### TASK DETAILS
Please read the records below and return each line holding the string "entry".

### EXERCISE INPUT

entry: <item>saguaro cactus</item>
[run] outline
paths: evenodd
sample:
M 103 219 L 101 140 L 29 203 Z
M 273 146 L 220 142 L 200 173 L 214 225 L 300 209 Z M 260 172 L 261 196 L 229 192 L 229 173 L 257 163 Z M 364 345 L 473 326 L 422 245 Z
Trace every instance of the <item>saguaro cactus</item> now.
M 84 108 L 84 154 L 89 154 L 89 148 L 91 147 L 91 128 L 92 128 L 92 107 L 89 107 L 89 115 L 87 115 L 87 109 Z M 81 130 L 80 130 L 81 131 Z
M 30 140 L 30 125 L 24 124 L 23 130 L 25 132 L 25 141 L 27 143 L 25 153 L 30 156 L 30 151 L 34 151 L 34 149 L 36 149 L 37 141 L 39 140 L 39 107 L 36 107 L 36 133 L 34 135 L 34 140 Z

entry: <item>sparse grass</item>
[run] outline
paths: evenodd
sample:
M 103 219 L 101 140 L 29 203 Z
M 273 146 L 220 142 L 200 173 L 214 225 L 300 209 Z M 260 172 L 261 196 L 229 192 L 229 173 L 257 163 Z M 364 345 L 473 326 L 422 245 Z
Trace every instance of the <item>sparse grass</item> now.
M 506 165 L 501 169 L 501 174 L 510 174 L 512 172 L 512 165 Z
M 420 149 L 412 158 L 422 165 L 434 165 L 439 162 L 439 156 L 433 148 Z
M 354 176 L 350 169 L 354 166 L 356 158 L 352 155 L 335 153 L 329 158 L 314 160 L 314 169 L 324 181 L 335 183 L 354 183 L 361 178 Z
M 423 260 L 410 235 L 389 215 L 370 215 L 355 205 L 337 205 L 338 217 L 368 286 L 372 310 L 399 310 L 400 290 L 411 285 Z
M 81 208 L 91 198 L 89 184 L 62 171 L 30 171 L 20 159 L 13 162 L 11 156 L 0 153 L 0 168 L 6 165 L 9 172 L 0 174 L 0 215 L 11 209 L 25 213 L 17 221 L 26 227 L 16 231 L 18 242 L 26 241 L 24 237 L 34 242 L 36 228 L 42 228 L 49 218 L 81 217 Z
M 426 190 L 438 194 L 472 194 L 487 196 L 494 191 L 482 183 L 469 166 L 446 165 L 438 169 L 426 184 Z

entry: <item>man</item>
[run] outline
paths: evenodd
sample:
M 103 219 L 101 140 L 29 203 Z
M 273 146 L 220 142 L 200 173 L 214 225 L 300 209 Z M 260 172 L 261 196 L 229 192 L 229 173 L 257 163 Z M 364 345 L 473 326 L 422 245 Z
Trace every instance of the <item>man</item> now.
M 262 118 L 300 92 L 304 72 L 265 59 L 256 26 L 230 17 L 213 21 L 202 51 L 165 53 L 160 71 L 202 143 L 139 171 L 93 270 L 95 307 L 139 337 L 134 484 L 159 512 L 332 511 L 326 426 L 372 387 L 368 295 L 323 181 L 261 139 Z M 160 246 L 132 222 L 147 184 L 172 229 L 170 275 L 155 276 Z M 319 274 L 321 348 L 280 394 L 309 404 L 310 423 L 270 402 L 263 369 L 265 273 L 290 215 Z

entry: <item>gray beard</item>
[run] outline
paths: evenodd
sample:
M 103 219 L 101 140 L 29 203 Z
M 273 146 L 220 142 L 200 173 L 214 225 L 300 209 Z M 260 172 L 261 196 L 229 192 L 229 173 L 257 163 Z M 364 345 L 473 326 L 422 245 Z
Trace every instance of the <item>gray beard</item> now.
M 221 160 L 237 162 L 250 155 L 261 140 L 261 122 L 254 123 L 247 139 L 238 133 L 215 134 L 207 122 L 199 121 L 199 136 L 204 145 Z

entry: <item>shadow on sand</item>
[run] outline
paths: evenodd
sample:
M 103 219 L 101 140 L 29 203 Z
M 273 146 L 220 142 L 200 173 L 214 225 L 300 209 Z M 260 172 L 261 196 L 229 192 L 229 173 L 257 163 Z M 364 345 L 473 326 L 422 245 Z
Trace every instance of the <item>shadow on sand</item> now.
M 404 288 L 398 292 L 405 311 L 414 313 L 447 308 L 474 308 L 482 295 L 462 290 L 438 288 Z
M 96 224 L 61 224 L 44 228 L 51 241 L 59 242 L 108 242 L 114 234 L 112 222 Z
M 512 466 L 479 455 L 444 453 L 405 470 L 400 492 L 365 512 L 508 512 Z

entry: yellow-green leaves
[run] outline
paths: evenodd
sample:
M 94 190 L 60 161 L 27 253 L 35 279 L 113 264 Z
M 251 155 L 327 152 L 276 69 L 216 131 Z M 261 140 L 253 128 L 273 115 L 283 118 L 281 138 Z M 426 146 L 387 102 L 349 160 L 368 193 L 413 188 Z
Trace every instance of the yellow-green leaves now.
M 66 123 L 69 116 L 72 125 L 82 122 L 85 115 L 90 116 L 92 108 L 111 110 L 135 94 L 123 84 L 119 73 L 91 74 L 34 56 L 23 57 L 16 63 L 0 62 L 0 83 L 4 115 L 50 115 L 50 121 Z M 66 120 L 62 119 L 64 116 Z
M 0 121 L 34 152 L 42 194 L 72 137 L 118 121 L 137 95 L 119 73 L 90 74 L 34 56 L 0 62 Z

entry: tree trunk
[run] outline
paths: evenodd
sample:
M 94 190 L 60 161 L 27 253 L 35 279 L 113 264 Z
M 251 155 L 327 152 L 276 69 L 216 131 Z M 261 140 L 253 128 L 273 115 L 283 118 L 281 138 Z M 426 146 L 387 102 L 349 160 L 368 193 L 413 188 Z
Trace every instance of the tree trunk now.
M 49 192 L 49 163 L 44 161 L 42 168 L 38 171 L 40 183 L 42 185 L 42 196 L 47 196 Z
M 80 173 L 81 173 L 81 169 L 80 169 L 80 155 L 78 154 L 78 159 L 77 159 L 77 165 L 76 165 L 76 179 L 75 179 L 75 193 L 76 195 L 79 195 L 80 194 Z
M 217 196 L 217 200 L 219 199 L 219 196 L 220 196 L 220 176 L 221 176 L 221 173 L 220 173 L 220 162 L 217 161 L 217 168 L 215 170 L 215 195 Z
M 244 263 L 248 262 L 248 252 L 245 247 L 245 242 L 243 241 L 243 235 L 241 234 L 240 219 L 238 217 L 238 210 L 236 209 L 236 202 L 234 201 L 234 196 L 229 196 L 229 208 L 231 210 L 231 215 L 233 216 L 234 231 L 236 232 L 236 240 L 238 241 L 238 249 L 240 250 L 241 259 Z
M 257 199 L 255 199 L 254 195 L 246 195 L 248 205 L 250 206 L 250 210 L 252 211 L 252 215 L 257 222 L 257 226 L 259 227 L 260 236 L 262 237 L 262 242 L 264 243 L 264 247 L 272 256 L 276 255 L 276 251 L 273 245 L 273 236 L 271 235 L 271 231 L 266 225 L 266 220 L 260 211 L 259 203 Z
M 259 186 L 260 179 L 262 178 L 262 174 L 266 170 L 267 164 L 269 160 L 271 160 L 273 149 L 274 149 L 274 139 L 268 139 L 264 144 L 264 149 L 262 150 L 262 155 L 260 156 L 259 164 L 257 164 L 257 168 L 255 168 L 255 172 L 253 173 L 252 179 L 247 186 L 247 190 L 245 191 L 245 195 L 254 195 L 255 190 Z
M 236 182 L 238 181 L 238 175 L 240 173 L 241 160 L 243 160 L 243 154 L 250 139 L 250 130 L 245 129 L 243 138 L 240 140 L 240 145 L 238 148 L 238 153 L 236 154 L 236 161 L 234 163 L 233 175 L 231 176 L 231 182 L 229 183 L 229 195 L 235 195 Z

### EXERCISE OUTPUT
entry: <item>saguaro cactus</item>
entry: <item>sparse grass</item>
entry: <item>man</item>
entry: <item>gray beard</item>
entry: <item>shadow on sand</item>
entry: yellow-green leaves
entry: tree trunk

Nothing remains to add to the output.